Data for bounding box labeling
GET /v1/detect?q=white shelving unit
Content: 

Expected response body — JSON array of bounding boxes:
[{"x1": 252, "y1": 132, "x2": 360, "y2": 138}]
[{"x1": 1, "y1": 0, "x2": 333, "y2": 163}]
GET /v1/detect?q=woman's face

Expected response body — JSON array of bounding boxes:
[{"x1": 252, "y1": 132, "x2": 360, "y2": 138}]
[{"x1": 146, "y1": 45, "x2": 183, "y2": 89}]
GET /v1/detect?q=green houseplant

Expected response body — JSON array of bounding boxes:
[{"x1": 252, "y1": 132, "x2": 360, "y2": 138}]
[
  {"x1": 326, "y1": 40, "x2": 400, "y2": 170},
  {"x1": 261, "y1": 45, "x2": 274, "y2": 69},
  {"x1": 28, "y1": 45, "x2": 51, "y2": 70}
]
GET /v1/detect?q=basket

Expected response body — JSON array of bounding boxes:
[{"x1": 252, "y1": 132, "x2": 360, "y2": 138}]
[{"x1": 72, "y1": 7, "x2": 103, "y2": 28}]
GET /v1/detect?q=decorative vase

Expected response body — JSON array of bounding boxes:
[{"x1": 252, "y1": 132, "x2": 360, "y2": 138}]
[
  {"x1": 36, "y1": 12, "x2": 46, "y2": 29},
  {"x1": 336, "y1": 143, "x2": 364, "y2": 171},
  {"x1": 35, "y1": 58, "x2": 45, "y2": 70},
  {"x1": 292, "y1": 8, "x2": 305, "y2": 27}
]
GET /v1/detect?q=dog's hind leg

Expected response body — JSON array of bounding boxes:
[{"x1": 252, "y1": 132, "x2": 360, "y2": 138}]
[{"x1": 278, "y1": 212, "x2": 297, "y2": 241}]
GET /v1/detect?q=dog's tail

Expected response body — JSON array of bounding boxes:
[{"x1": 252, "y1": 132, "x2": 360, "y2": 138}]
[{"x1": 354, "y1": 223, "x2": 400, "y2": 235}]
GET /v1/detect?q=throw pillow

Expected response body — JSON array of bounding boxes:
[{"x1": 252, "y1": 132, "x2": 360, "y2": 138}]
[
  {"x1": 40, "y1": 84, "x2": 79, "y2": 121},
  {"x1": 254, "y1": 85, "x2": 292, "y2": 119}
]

WORK TO COMPLETE
Update the data from the line holding "GET /v1/detect?q=basket" through the end of the data, inclusive, so that every "GET" becomes "POST" and nothing else changes. Return only those lines.

RESPONSE TO THIS TASK
POST /v1/detect?q=basket

Expected response body — JSON array of bounding boxes:
[{"x1": 252, "y1": 132, "x2": 360, "y2": 138}]
[{"x1": 72, "y1": 7, "x2": 103, "y2": 28}]
POST /v1/detect?q=decorative vase

Expected response body — JSON array of bounding boxes:
[{"x1": 252, "y1": 132, "x2": 360, "y2": 138}]
[
  {"x1": 36, "y1": 12, "x2": 46, "y2": 29},
  {"x1": 336, "y1": 143, "x2": 364, "y2": 171},
  {"x1": 35, "y1": 58, "x2": 45, "y2": 70},
  {"x1": 292, "y1": 8, "x2": 305, "y2": 27}
]
POST /v1/detect?q=dog's hind leg

Expected response body — JSON array of bounding boxes:
[{"x1": 252, "y1": 132, "x2": 360, "y2": 138}]
[{"x1": 278, "y1": 212, "x2": 297, "y2": 241}]
POST /v1/detect?q=dog's tail

Expected response body — JSON array of bounding boxes:
[{"x1": 252, "y1": 132, "x2": 360, "y2": 138}]
[{"x1": 354, "y1": 223, "x2": 400, "y2": 235}]
POST /v1/detect?q=throw pillow

Expected response body — JSON array of bounding boxes:
[{"x1": 252, "y1": 132, "x2": 360, "y2": 138}]
[
  {"x1": 40, "y1": 84, "x2": 79, "y2": 121},
  {"x1": 254, "y1": 85, "x2": 292, "y2": 119}
]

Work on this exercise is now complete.